— BEGIN —

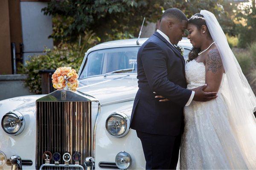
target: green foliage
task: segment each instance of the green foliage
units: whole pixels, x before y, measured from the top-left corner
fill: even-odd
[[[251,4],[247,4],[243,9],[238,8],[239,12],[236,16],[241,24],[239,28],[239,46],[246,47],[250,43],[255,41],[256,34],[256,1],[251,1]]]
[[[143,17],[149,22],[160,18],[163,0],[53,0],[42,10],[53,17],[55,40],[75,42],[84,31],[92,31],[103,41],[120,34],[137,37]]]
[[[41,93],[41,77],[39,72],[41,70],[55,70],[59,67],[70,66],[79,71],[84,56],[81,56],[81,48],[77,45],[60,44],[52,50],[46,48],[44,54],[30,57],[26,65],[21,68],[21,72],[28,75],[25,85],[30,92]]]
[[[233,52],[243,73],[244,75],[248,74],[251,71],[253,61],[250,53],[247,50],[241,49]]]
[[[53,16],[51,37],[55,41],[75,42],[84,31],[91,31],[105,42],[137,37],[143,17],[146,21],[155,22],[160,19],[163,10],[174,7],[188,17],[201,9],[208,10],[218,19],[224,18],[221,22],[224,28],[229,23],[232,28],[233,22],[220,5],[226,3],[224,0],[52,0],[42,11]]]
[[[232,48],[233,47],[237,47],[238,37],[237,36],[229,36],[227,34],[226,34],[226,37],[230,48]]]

— END —
— BEGIN —

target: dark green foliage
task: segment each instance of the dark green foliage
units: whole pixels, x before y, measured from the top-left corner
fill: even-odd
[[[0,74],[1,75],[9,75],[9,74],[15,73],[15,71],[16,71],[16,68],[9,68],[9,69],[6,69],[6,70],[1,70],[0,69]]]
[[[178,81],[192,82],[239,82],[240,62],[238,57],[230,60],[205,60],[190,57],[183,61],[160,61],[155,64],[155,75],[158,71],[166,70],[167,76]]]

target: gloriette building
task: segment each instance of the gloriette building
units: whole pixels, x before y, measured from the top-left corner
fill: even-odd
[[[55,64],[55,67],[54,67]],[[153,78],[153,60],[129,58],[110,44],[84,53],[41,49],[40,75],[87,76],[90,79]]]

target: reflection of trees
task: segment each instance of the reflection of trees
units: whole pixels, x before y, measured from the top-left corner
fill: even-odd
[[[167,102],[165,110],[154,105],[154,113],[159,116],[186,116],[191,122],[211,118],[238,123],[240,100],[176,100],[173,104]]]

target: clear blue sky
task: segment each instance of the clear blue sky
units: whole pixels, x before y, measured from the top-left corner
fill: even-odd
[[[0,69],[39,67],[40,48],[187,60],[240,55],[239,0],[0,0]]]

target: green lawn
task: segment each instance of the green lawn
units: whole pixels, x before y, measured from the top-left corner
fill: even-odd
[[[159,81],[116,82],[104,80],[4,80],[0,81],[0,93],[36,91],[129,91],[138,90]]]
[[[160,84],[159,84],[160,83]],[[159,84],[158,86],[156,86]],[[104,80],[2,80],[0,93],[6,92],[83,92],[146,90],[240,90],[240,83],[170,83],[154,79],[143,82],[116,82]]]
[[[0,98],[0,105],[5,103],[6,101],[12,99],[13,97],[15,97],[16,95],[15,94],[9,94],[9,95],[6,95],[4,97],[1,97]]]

— END —
— BEGIN —

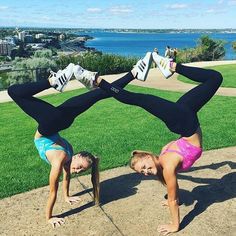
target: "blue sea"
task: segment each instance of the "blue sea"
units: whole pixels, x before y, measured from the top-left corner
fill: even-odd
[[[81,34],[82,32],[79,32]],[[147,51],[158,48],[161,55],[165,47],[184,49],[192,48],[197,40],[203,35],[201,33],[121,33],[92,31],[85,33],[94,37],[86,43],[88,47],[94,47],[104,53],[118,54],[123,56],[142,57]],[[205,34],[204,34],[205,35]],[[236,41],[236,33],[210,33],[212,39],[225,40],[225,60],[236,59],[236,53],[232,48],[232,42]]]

— END —

Lay out as a numbered list everything in the material from the line containing "target: reflection of trees" down to the line containing "[[[0,69],[39,67],[40,48],[187,60],[240,55],[239,0],[0,0]]]", both lines included. Omit blank lines.

Written response:
1. target: reflection of trees
2. task: segment each instance of the reflection of trees
3. units: whole pixels, x before y, measured from the top-left corner
4. fill: even-odd
5. [[[167,102],[165,110],[154,105],[154,113],[159,116],[186,116],[191,122],[211,118],[238,123],[240,100],[176,100],[173,104]]]
6. target: clear blue sky
7. task: segment each instance of the clear blue sky
8. units: whole pixels, x before y, measured from the top-left corner
9. fill: even-odd
10. [[[0,69],[39,67],[40,48],[187,60],[240,55],[239,0],[0,0]]]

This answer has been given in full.